Wiecie, jak to jest? Na pewno, wiele z Was wie. Robisz, co możesz, całymi dniami czymś się zajmujesz, uczysz się języków, pomagasz, jedziesz w odwiedziny do bliskiej ci osoby i zamiast spędzić miło czas, wysłuchujesz przykładowo: ' Powinnaś zrobić to i to, czemu ty nigdzie nie wychodzisz, czemu nie masz znajomych. Język angielski? Ty tylko leżysz. Co? Ty sprzątasz? Na pewno mama wszystko za Ciebie robi. Myjesz okna??? Niemożliwe. Przez te stawy do niczego się nie nadajesz'. Jak to teraz piszę, to chce mi się śmiać, kiedyś pewnie bym się popłakała. Jakie oni brednie mi wciskali i nadal potrafią wciskać.

Lata tłumaczyłam im, udowadniałam, jak ich obraz mojej osoby różni się od prawdy. Ileż razy pytałam, skąd im się to bierze, ileż rozmów odbyłam. Gadałam jak do ściany. Teraz już przestałam, ile można. Widzą to, co chcą widzieć.

──────

(Polecenia)
- A) Zapisz wiernie fragment źródła między słowami „Wiecie, jak to” a „co chcą widzieć.”, łącznie z nimi.
- B) Odpowiedz krótko na pytania na podstawie źródła.
(i) Jaki język wymieniono w przytoczonej wypowiedzi?
(ii) Jaką czynność domową uznano w tej wypowiedzi za niemożliwą?
(iii) Do czego porównano rozmowy, w których przez lata tłumaczono tym osobom prawdę?

[Zebrane dane]
──────

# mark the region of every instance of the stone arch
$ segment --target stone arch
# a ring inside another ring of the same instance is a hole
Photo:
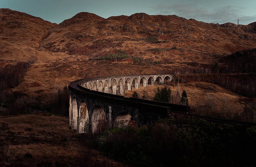
[[[148,78],[148,79],[147,80],[147,85],[154,85],[155,84],[155,81],[154,81],[154,78],[152,77],[150,77]]]
[[[78,128],[78,133],[82,133],[85,132],[84,131],[84,125],[86,121],[89,121],[89,115],[88,109],[87,108],[85,102],[82,101],[80,103],[79,106],[79,114],[78,119],[78,124],[79,125]]]
[[[104,82],[104,92],[108,93],[109,92],[109,82],[107,79]]]
[[[97,91],[97,83],[95,81],[93,82],[93,85],[92,90],[96,91]]]
[[[108,126],[106,115],[103,108],[99,106],[96,106],[93,111],[91,116],[92,132],[101,133]]]
[[[140,81],[140,86],[143,87],[147,86],[147,80],[144,77],[142,77]]]
[[[156,79],[155,81],[155,85],[161,85],[163,83],[163,79],[160,76],[158,76]]]
[[[131,81],[129,78],[126,78],[125,83],[125,89],[126,90],[131,90]]]
[[[124,95],[124,80],[122,78],[120,78],[118,81],[117,85],[117,94]]]
[[[139,79],[136,77],[133,78],[132,82],[132,86],[133,88],[139,89]]]
[[[70,94],[69,95],[69,126],[71,126],[72,123],[72,119],[71,119],[71,115],[72,115],[72,99],[71,98],[71,95]]]
[[[111,86],[112,87],[112,94],[116,94],[117,89],[117,83],[115,79],[114,79],[112,80]]]
[[[99,82],[99,86],[98,88],[98,91],[101,92],[103,91],[103,83],[102,83],[102,81],[101,80]]]
[[[168,75],[163,78],[163,84],[165,85],[167,85],[167,82],[170,81],[171,81],[171,77]]]
[[[77,128],[77,104],[74,96],[72,100],[72,111],[71,112],[71,127],[72,129]]]
[[[118,114],[114,122],[114,128],[128,127],[131,121],[131,116],[127,113],[122,113]]]
[[[91,84],[90,82],[88,84],[88,89],[91,90]]]

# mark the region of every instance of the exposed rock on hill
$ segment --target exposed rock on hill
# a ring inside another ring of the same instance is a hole
[[[105,19],[82,12],[52,29],[42,46],[51,51],[87,57],[120,49],[163,64],[207,64],[220,56],[256,47],[255,25],[208,24],[175,15],[144,13]],[[145,40],[152,37],[159,42]],[[179,49],[165,49],[174,46]],[[152,51],[154,48],[165,49]]]

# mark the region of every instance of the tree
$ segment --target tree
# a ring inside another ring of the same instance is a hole
[[[213,67],[212,68],[212,72],[214,73],[218,73],[219,70],[218,69],[218,63],[216,62],[213,65]]]
[[[136,91],[133,92],[133,93],[132,93],[132,97],[135,98],[138,98],[138,94],[137,93],[137,92]]]
[[[185,90],[183,90],[181,94],[181,104],[183,105],[188,105],[188,100],[187,92]]]
[[[158,102],[169,102],[171,98],[171,89],[167,89],[166,87],[162,88],[161,90],[158,87],[156,89],[154,100]]]
[[[156,94],[155,94],[154,97],[154,100],[160,102],[161,101],[161,90],[159,87],[158,87],[156,89]]]

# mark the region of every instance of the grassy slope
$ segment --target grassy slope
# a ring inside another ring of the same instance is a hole
[[[108,166],[108,158],[69,129],[68,121],[47,113],[0,116],[0,166]]]

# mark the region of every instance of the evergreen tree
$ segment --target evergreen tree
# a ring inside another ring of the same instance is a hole
[[[188,100],[187,92],[185,90],[183,90],[182,93],[181,94],[181,102],[183,105],[188,105]]]
[[[159,87],[158,87],[156,89],[156,94],[155,94],[155,97],[154,97],[154,100],[155,101],[157,101],[158,102],[161,101],[161,90]]]
[[[159,102],[169,102],[171,98],[171,89],[170,88],[167,89],[166,87],[162,88],[161,90],[158,87],[155,95],[154,100]]]
[[[216,62],[214,63],[214,65],[213,65],[213,67],[212,69],[212,72],[213,73],[218,73],[218,63],[217,62]]]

──────

(Odpowiedzi do zadań)
- A)
Wiecie, jak to jest? Na pewno, wiele z Was wie. Robisz, co możesz, całymi dniami czymś się zajmujesz, uczysz się języków, pomagasz, jedziesz w odwiedziny do bliskiej ci osoby i zamiast spędzić miło czas, wysłuchujesz przykładowo: ' Powinnaś zrobić to i to, czemu ty nigdzie nie wychodzisz, czemu nie masz znajomych. Język angielski? Ty tylko leżysz. Co? Ty sprzątasz? Na pewno mama wszystko za Ciebie robi. Myjesz okna??? Niemożliwe. Przez te stawy do niczego się nie nadajesz'. Jak to teraz piszę, to chce mi się śmiać, kiedyś pewnie bym się popłakała. Jakie oni brednie mi wciskali i nadal potrafią wciskać.

Lata tłumaczyłam im, udowadniałam, jak ich obraz mojej osoby różni się od prawdy. Ileż razy pytałam, skąd im się to bierze, ileż rozmów odbyłam. Gadałam jak do ściany. Teraz już przestałam, ile można. Widzą to, co chcą widzieć.

- B)
(i) Język angielski.
(ii) Mycie okien.
(iii) Do mówienia do ściany.